"""

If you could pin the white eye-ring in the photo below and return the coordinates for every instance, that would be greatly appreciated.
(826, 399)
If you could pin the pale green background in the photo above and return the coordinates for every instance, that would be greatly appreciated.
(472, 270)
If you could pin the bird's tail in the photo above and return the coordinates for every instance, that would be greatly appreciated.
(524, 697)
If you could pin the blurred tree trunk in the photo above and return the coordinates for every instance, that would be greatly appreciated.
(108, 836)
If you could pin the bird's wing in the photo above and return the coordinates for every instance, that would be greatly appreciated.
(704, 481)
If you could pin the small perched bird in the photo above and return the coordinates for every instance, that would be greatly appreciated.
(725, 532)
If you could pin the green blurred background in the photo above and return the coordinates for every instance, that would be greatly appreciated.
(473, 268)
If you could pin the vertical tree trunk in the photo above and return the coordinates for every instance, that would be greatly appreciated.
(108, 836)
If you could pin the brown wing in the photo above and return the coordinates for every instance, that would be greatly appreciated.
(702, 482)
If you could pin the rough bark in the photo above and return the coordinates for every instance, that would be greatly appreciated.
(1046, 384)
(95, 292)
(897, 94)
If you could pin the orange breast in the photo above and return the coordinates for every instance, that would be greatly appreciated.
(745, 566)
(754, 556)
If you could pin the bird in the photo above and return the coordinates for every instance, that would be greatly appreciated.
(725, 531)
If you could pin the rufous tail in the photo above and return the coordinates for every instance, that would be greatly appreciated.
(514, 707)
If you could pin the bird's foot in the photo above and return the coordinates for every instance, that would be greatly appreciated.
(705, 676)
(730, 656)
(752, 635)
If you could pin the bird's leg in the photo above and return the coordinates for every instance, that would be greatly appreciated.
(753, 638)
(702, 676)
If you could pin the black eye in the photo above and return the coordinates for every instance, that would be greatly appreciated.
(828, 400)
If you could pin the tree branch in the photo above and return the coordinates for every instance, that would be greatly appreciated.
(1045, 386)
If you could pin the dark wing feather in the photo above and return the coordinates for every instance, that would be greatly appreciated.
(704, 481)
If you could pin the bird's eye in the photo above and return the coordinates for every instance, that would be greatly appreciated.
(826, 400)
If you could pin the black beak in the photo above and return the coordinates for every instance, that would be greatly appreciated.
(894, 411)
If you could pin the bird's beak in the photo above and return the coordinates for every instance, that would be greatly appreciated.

"""

**WORK TO COMPLETE**.
Word for word, write out each of the records above.

**TASK OUTPUT**.
If you could pin the white eye-ring in the photo below and return the coordinates for every instance, that would be greatly appreciated.
(826, 399)
If you could pin the pale green background in the photo above and return the coordinates for every instance, that would be greatly appreciated.
(472, 270)
If you could pin the bird's tail in the photo above and return the coordinates for every instance, that would be greatly appreciated.
(524, 697)
If you could pin the blurred tree trunk in the photo above and return the coordinates for every instance, that would be greatly appreciated.
(108, 836)
If you could pin the bird's wing in the photo above and return the coordinates for every instance, that would be greatly appreciated.
(704, 481)
If you could pin the small perched bird in the photo above and return the coordinates for every instance, that would be greatly appreciated.
(725, 532)
If you could pin the green blurred background in the photo above and return the coordinates for every instance, that would be greatly appreciated.
(473, 268)
If you could pin the vertical tree trunk in the photo above and return the coordinates for every instance, that would be greatly appreciated.
(108, 836)
If you could pin the brown wing in the photo above and return the coordinates for every instance, that would be greatly appreciated.
(702, 482)
If you could pin the rough bark in the photo above and return the coordinates for every instance, that would be greatly appreciated.
(1046, 384)
(95, 292)
(897, 94)
If you could pin the orange breast in the photo above and return the coordinates for every instance, that would be greatly appreciated.
(745, 566)
(754, 556)
If you could pin the bird in the photo above and return the coordinates for every instance, that would be greatly appreciated.
(725, 531)
If you could pin the rufous tail in the photo above and return the coordinates for every instance, that would be greatly appreciated.
(514, 707)
If you could pin the bird's foot in the photo above and return the coordinates for every instance, that would be greatly appreciated.
(705, 676)
(730, 656)
(752, 635)
If you could pin the bird's leg in the photo above and return the coordinates for every instance, that would be greatly appreciated.
(753, 638)
(702, 676)
If you could pin the black eye in the photo above and return the coordinates for every instance, that would be greatly appreciated.
(828, 400)
If you could pin the tree branch in the photo above and return the coordinates for every instance, that would be greatly appreciated.
(1045, 386)
If you could pin the dark wing feather in the photo above and return the coordinates for every instance, that would be greatly appreciated.
(704, 481)
If you could pin the bird's eye in the photo above and return the coordinates for every instance, that would be greatly appreciated.
(826, 400)
If you could pin the black beak in the photo above and return the coordinates for every instance, that would be greatly appreciated.
(894, 411)
If you could pin the bird's beak in the photo above and return the coordinates for every instance, that would be greatly appreciated.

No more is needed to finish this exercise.